╭──

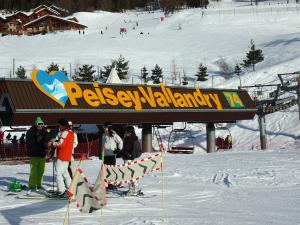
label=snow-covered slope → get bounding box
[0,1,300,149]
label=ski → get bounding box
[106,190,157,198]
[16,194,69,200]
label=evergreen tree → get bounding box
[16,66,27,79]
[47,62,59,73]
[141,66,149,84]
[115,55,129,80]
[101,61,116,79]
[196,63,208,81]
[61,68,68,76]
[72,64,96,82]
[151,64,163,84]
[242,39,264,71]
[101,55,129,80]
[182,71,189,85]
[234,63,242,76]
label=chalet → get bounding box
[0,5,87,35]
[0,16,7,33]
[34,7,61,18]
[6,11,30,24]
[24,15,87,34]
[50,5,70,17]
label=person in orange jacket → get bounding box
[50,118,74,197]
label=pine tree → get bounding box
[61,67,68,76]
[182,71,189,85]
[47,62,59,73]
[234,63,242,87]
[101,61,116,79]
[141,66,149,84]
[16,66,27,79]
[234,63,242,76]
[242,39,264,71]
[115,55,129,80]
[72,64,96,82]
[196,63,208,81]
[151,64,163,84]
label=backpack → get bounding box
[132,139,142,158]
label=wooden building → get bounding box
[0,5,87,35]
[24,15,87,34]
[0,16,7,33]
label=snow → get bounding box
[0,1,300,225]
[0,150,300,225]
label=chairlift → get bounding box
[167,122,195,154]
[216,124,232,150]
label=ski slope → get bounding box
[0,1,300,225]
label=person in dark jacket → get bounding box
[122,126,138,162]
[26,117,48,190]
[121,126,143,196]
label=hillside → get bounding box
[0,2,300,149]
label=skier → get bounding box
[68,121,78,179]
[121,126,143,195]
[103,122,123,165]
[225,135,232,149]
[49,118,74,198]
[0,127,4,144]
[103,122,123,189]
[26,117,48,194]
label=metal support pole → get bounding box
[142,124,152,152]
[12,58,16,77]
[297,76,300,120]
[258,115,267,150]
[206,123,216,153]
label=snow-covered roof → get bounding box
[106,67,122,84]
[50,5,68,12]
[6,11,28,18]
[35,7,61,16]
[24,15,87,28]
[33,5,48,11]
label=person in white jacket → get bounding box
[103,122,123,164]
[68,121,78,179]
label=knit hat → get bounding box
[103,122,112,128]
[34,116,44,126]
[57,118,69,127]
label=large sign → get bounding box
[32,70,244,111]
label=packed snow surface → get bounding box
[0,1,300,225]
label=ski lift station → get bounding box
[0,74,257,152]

╰──

## Objectif de la tâche:
Quelles lignes des données ci-dessus contiennent le mot « person » ? Extrayez-les toutes, en tenant compte de la casse.

## Réponse attendue:
label=person in orange jacket → get bounding box
label=person in dark jacket → get bounding box
label=person in white jacket → get bounding box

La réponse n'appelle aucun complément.